* **WORK ITEM**
Give every line of the data again, exactly as it is written.

[[ INPUT MATERIAL, beginning ]]

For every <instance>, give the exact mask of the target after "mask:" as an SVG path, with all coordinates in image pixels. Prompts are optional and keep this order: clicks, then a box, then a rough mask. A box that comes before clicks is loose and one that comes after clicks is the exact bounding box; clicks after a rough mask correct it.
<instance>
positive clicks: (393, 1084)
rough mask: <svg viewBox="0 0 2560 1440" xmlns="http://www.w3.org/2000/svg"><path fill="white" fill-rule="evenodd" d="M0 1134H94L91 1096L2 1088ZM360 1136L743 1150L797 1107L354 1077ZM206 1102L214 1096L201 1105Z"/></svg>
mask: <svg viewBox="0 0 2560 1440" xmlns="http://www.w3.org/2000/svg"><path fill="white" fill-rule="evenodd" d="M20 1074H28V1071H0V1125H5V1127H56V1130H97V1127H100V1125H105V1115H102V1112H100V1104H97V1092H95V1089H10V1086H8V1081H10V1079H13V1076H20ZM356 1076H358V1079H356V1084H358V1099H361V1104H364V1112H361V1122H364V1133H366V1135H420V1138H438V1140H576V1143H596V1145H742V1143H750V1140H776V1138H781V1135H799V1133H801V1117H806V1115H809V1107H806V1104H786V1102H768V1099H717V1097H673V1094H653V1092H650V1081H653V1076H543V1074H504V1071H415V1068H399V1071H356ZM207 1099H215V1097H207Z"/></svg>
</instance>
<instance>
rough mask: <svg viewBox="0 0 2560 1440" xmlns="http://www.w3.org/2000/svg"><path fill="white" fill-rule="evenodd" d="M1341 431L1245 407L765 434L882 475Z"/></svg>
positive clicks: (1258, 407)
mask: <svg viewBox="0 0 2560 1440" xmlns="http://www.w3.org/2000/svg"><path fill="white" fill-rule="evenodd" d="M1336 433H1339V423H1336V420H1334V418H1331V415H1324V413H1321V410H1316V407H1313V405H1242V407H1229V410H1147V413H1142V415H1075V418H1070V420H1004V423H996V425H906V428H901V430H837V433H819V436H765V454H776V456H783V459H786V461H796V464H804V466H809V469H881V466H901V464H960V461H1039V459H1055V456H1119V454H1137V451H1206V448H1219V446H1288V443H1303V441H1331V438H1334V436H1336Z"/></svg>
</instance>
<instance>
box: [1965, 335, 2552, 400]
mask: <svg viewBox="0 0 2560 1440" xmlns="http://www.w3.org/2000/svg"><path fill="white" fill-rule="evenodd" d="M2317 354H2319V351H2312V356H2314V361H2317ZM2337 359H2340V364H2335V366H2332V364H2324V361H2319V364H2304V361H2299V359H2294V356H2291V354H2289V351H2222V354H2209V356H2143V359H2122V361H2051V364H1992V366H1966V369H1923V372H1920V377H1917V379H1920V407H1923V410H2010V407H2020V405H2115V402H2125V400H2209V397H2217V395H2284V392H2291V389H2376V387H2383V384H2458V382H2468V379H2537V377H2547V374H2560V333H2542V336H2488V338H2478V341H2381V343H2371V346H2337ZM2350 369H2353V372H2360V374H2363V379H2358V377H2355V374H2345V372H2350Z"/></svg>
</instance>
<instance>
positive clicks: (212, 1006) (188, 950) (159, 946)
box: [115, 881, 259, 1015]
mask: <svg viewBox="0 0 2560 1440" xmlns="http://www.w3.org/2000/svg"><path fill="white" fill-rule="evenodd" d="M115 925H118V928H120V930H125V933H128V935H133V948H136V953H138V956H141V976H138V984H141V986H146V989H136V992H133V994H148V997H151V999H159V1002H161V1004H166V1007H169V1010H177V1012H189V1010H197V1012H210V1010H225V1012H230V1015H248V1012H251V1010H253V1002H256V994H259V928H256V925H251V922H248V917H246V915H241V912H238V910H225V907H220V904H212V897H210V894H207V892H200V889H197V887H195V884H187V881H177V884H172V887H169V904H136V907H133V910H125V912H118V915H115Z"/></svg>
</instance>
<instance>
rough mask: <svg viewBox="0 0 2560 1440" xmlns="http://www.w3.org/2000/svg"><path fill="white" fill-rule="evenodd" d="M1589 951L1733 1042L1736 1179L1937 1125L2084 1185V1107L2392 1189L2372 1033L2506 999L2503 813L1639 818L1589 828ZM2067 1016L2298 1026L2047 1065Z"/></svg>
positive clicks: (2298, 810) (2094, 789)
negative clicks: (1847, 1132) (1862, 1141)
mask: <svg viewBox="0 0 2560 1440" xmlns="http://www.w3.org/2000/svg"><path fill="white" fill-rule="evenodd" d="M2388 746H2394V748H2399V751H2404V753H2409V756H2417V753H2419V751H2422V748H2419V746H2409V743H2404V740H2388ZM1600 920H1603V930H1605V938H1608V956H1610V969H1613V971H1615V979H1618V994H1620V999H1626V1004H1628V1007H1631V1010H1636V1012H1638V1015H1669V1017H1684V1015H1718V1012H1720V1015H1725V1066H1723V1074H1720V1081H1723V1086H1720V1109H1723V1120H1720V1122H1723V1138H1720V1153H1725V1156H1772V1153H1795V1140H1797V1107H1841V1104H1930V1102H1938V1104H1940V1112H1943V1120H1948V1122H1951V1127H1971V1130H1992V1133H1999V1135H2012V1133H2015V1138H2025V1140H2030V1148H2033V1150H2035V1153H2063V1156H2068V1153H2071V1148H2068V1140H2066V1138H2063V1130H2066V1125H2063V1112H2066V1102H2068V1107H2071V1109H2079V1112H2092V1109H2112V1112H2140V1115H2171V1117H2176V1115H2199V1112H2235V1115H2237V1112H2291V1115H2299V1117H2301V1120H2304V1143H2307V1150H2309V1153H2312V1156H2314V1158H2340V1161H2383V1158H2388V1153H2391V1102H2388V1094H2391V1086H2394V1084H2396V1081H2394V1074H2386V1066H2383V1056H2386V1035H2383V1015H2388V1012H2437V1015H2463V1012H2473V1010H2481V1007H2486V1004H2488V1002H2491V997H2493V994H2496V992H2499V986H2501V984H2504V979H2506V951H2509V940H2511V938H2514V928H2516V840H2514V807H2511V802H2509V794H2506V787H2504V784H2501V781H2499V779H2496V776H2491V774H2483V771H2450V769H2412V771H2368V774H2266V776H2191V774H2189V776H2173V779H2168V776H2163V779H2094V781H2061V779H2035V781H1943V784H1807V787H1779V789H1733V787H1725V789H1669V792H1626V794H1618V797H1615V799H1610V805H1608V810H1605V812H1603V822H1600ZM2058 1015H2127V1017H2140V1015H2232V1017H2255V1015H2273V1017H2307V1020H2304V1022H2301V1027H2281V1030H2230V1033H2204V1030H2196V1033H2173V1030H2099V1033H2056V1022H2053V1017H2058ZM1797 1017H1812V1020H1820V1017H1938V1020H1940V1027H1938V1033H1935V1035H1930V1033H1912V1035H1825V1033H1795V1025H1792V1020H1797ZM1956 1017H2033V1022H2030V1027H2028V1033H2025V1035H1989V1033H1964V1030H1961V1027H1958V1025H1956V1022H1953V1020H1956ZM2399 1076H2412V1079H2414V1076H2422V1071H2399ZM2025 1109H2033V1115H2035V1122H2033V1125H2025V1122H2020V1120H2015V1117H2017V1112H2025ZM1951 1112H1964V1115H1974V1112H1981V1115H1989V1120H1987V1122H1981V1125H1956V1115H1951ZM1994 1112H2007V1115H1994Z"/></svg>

[[ INPUT MATERIAL, end ]]

* **ANSWER TO THE EXERCISE**
For every <instance>, give the exact mask of the target after "mask:" as an SVG path, with all coordinates in image pixels. Prompts are optional and keep this order: clicks, then a box, then a rough mask. A box that comes before clicks is loose and one that comes after clicks is the exact bounding box; clicks after a rough mask correct it.
<instance>
positive clicks: (393, 1084)
rough mask: <svg viewBox="0 0 2560 1440" xmlns="http://www.w3.org/2000/svg"><path fill="white" fill-rule="evenodd" d="M0 1134H94L91 1096L2 1088ZM360 1136L743 1150L797 1107L354 1077ZM206 1102L214 1096L201 1105Z"/></svg>
mask: <svg viewBox="0 0 2560 1440" xmlns="http://www.w3.org/2000/svg"><path fill="white" fill-rule="evenodd" d="M20 1074H28V1071H0V1125H5V1127H56V1130H97V1127H100V1125H105V1115H102V1112H100V1104H97V1092H95V1089H10V1086H8V1081H10V1079H13V1076H20ZM356 1076H358V1079H356V1084H358V1099H361V1104H364V1112H361V1122H364V1133H366V1135H420V1138H438V1140H576V1143H596V1145H742V1143H750V1140H776V1138H781V1135H799V1133H801V1117H806V1115H809V1107H806V1104H786V1102H768V1099H717V1097H673V1094H653V1092H650V1081H653V1076H543V1074H504V1071H415V1068H399V1071H356ZM207 1099H215V1097H207Z"/></svg>
</instance>
<instance>
rough mask: <svg viewBox="0 0 2560 1440" xmlns="http://www.w3.org/2000/svg"><path fill="white" fill-rule="evenodd" d="M1341 431L1245 407L765 434L882 475Z"/></svg>
positive clicks: (1258, 407)
mask: <svg viewBox="0 0 2560 1440" xmlns="http://www.w3.org/2000/svg"><path fill="white" fill-rule="evenodd" d="M1336 433H1339V423H1336V420H1334V418H1331V415H1324V413H1321V410H1316V407H1313V405H1242V407H1229V410H1147V413H1142V415H1075V418H1070V420H1004V423H996V425H906V428H901V430H837V433H819V436H765V454H776V456H783V459H786V461H796V464H804V466H809V469H881V466H901V464H960V461H1039V459H1055V456H1119V454H1137V451H1206V448H1219V446H1288V443H1303V441H1331V438H1334V436H1336Z"/></svg>
</instance>
<instance>
box: [1965, 335, 2552, 400]
mask: <svg viewBox="0 0 2560 1440" xmlns="http://www.w3.org/2000/svg"><path fill="white" fill-rule="evenodd" d="M2317 354H2319V351H2312V356H2314V361H2317ZM2337 359H2340V364H2335V366H2332V364H2324V361H2319V364H2304V361H2299V359H2294V356H2291V354H2289V351H2222V354H2209V356H2143V359H2122V361H2051V364H1992V366H1966V369H1923V372H1920V377H1917V379H1920V407H1923V410H2010V407H2020V405H2115V402H2125V400H2209V397H2217V395H2284V392H2291V389H2376V387H2383V384H2458V382H2468V379H2537V377H2547V374H2560V333H2542V336H2488V338H2478V341H2381V343H2371V346H2337ZM2350 369H2353V372H2360V374H2363V379H2358V377H2355V374H2345V372H2350Z"/></svg>
</instance>
<instance>
positive clicks: (212, 1006) (188, 950) (159, 946)
box: [115, 881, 259, 1015]
mask: <svg viewBox="0 0 2560 1440" xmlns="http://www.w3.org/2000/svg"><path fill="white" fill-rule="evenodd" d="M115 925H118V928H120V930H125V933H128V935H133V948H136V953H138V956H141V976H138V984H141V986H146V989H136V992H133V994H148V997H151V999H159V1002H161V1004H166V1007H169V1010H177V1012H189V1010H197V1012H210V1010H225V1012H230V1015H248V1012H251V1010H253V1002H256V994H259V928H256V925H251V922H248V917H246V915H241V912H238V910H225V907H220V904H212V897H210V894H207V892H200V889H197V887H195V884H187V881H177V884H172V887H169V904H136V907H133V910H125V912H118V915H115Z"/></svg>
</instance>
<instance>
rough mask: <svg viewBox="0 0 2560 1440" xmlns="http://www.w3.org/2000/svg"><path fill="white" fill-rule="evenodd" d="M1589 951L1733 1042L1736 1179L1937 1125L2084 1185V1107L2392 1189L2372 1033L2506 999L2503 813L1639 818L1589 828ZM2067 1016L2298 1026L2047 1065Z"/></svg>
positive clicks: (2298, 810) (2094, 789)
negative clicks: (1847, 1132) (1862, 1141)
mask: <svg viewBox="0 0 2560 1440" xmlns="http://www.w3.org/2000/svg"><path fill="white" fill-rule="evenodd" d="M2388 746H2394V748H2399V751H2404V753H2409V756H2417V753H2419V751H2422V748H2419V746H2409V743H2404V740H2388ZM1600 920H1603V930H1605V938H1608V956H1610V969H1613V971H1615V979H1618V994H1620V999H1626V1004H1628V1007H1631V1010H1636V1012H1638V1015H1669V1017H1684V1015H1718V1012H1720V1015H1725V1066H1723V1074H1720V1081H1723V1086H1720V1109H1723V1120H1720V1122H1723V1138H1720V1153H1725V1156H1772V1153H1795V1140H1797V1107H1841V1104H1930V1102H1938V1104H1940V1112H1943V1120H1948V1122H1951V1127H1971V1130H1992V1133H1999V1135H2012V1133H2015V1138H2025V1140H2030V1148H2033V1150H2035V1153H2063V1156H2068V1153H2071V1148H2068V1140H2066V1138H2063V1130H2066V1125H2063V1112H2066V1102H2068V1107H2071V1109H2079V1112H2092V1109H2112V1112H2140V1115H2171V1117H2176V1115H2199V1112H2235V1115H2237V1112H2291V1115H2299V1117H2301V1120H2304V1143H2307V1150H2309V1153H2312V1156H2314V1158H2340V1161H2383V1158H2388V1153H2391V1102H2388V1094H2391V1086H2394V1084H2396V1081H2394V1074H2386V1066H2383V1056H2386V1035H2383V1015H2388V1012H2437V1015H2463V1012H2473V1010H2481V1007H2486V1004H2488V1002H2491V997H2493V994H2496V992H2499V986H2501V984H2504V979H2506V951H2509V940H2511V938H2514V928H2516V840H2514V807H2511V802H2509V794H2506V787H2504V784H2501V781H2499V779H2496V776H2491V774H2483V771H2450V769H2412V771H2368V774H2266V776H2191V774H2189V776H2173V779H2168V776H2163V779H2094V781H2061V779H2035V781H1943V784H1807V787H1779V789H1733V787H1725V789H1669V792H1626V794H1618V797H1615V799H1610V805H1608V810H1605V812H1603V822H1600ZM2058 1015H2127V1017H2140V1015H2232V1017H2255V1015H2273V1017H2307V1020H2304V1022H2301V1027H2281V1030H2230V1033H2204V1030H2196V1033H2173V1030H2099V1033H2056V1022H2053V1017H2058ZM1797 1017H1812V1020H1820V1017H1938V1020H1940V1027H1938V1033H1935V1035H1930V1033H1912V1035H1825V1033H1795V1025H1792V1020H1797ZM1956 1017H2033V1022H2030V1027H2028V1033H2025V1035H1989V1033H1964V1030H1961V1027H1958V1025H1956V1022H1953V1020H1956ZM2399 1076H2412V1079H2414V1076H2422V1071H2399ZM2025 1109H2033V1115H2035V1122H2033V1125H2025V1122H2020V1120H2015V1117H2017V1112H2025ZM1951 1112H1964V1115H1974V1112H1981V1115H1989V1120H1987V1122H1981V1125H1956V1115H1951ZM1994 1112H2007V1115H1994Z"/></svg>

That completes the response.